== Task data

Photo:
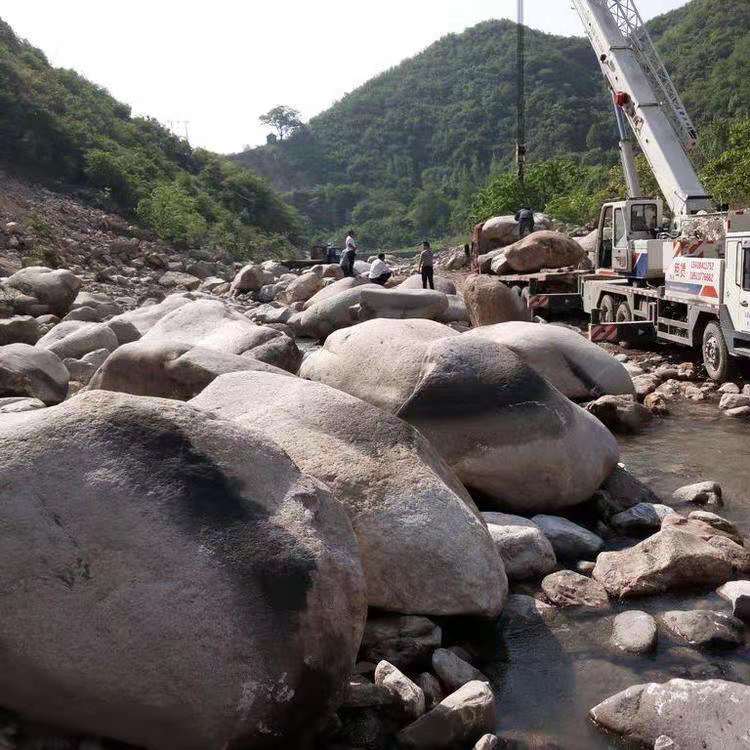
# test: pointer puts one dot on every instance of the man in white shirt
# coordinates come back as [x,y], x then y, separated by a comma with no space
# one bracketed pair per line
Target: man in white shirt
[379,271]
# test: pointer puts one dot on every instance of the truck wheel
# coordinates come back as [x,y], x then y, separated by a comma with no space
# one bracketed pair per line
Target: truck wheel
[624,314]
[715,352]
[607,309]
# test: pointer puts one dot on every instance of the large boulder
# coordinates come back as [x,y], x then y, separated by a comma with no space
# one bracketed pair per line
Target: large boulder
[165,370]
[566,359]
[446,286]
[424,547]
[75,338]
[210,324]
[56,290]
[28,371]
[505,431]
[711,714]
[490,301]
[539,250]
[672,559]
[205,593]
[376,302]
[342,285]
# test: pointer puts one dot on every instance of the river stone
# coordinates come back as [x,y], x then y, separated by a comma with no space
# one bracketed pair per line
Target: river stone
[20,329]
[644,518]
[377,302]
[206,593]
[55,290]
[489,301]
[525,550]
[73,339]
[131,325]
[574,365]
[446,286]
[671,559]
[704,628]
[545,249]
[703,493]
[634,632]
[169,370]
[738,594]
[710,714]
[405,641]
[569,540]
[453,671]
[539,452]
[404,691]
[568,589]
[424,545]
[36,373]
[459,720]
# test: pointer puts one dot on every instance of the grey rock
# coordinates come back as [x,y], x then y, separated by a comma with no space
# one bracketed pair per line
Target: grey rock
[460,719]
[568,589]
[452,671]
[704,628]
[569,540]
[711,714]
[634,632]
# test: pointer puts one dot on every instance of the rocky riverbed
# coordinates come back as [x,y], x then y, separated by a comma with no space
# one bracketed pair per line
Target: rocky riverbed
[443,525]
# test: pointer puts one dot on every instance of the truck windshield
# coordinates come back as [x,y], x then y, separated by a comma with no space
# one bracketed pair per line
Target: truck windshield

====

• Task requirements: The expected answer is the full listing above, transcribed exactly and without pictures.

• Exercise output:
Photo:
# test: pointer puts one dot on every instance of the man in white shirt
# coordinates come back as [x,y], x then y, separated by a comma with no space
# one bracketed pair per line
Target: man in white shirt
[379,271]
# test: pointer puts one dot on every instance of the truck wheel
# coordinates come back as [x,y], x then y, separated by a comma with no space
# one bracketed pair per line
Target: truck wheel
[624,314]
[715,352]
[607,309]
# test: pointer puts one dot on every instance of the large boulder
# coordinates come back as [x,y], x then y, separated by a comma with no space
# one bracketed pair per line
Target: large boulder
[165,370]
[566,359]
[446,286]
[424,547]
[75,338]
[210,324]
[56,290]
[28,371]
[505,431]
[711,714]
[490,301]
[539,250]
[672,559]
[205,593]
[376,302]
[342,285]
# test: pointer puts one dot on every instance of the river stone
# coordinates come back as [x,y], x then y, separated by a comma with no space
# one bracketed pair per line
Target: river stone
[20,329]
[644,518]
[377,302]
[206,593]
[55,290]
[489,301]
[525,550]
[73,339]
[131,325]
[574,365]
[446,286]
[671,559]
[704,628]
[545,249]
[703,493]
[634,632]
[169,370]
[738,594]
[710,714]
[405,641]
[569,540]
[453,671]
[539,452]
[404,691]
[568,589]
[424,545]
[36,373]
[459,720]
# test: pointer puts one dot on every instance of the grey rock
# coordinates come back as [x,y], x then y, separated by a comma with no space
# one bracketed pair per line
Target: grey rock
[460,719]
[568,589]
[452,671]
[704,628]
[569,540]
[711,714]
[634,632]
# test: pointer puts one dot on every instance of the rocky riverbed
# coordinates come back as [x,y], x then y, separated by a comma with no space
# one bracketed pair per line
Target: rocky riverbed
[443,525]
# test: pointer puts one dot on every instance of the truck windshield
# coordinates come back as [x,y], x then y, separated by a comma with no space
# one bracketed pair per line
Target: truck windshield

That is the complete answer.